__Given passage__.
━━━━━━━━━━━━━━━━━━━━━━━━━━━━━━
Embracing Winter with a stitch and a good book


Hands up if you struggle with the Winter blues?  Do you spend the whole of January and February craving the longer, warmer days of Spring and hiding under a cosy quilt until Winter has buggered off?  I know lot's of us feel like that but I have waded into a far more positive thought stream in 2018, with the help of some inspiring books.



Last October, I discovered a wonderful little book whilst dipping into Instagram; I love the way that Instagram takes you on these little trails of discovery.  The book is The Almanac; A Seasonal Guide to 2018 by Lia Leendertz.  When I was a child, I used to buy the Old Moore's Almanac from the Newsagent.  It was a small grey booklet that looked very Dickensian and I was intrigued by the information about tides and moon cycles and nature.  It all felt very mystical and Harry Potter-ish.

Lia Leendertz has revived the Almanac with a precious little book that helps you to connect to the changing months and seasons.  I've had a growing awareness that being connected to nature and being creative brings me to a deep sense of peace and satisfaction; a sense of being rooted. I keep this book by my bedside and dip into it with my morning cuppa; a sort of seasonal meditation.



Each month you will find little bites of information on the moon phases, sun/moon set and rises, tide times, what to sew/plant/harvest in the garden, what foods are in season, recipes, Celtic/pagan calendar and festivals, what's going on in nature and more.  This book is a little gem.



Moving on, another book I eagerly awaited when I tripped over it on Instagram is, Making Winter; A Creative Guide for Surviving the Winter Months by Emma Mitchell.   This book is luuuuuverly.

Emma says, 'My anecdotal findings that creative activity can lift mood during winter are beginning to be supported by scientific research.  It seems that yarn crafts can lead to a relaxation or meditation like response similar to that induced by yoga'  This book isn't just for those adept in the wooly crafts as it includes projects for paper crafts, baking and preserving, drawing and painting and making lovely jewellery from silver clay.  I particularly like the crafts related to collecting things from nature and making a winter woodland wreaths and bird snacks.
━━━━━━━━━━━━━━━━━━━━━━━━━━━━━━
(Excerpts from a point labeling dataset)
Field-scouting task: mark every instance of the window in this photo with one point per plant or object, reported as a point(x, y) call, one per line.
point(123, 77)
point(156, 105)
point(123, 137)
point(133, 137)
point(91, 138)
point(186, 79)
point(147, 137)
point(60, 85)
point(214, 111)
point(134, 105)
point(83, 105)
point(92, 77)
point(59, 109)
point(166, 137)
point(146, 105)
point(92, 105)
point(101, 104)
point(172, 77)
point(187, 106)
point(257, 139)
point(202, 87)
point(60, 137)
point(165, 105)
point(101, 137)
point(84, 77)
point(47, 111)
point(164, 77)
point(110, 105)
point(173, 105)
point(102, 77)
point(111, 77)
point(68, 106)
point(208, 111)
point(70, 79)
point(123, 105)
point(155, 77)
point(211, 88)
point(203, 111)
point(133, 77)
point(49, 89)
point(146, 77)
━━━━━━━━━━━━━━━━━━━━━━━━━━━━━━
__Task to carry out__. Rewrite the winter blog post from "Embracing Winter with" up to and including "some inspiring books.", putting "blanket" in place of "quilt". The records are separate material and have no connection to the winter blog post.

__Exercise result__.
Embracing Winter with a stitch and a good book


Hands up if you struggle with the Winter blues?  Do you spend the whole of January and February craving the longer, warmer days of Spring and hiding under a cosy blanket until Winter has buggered off?  I know lot's of us feel like that but I have waded into a far more positive thought stream in 2018, with the help of some inspiring books.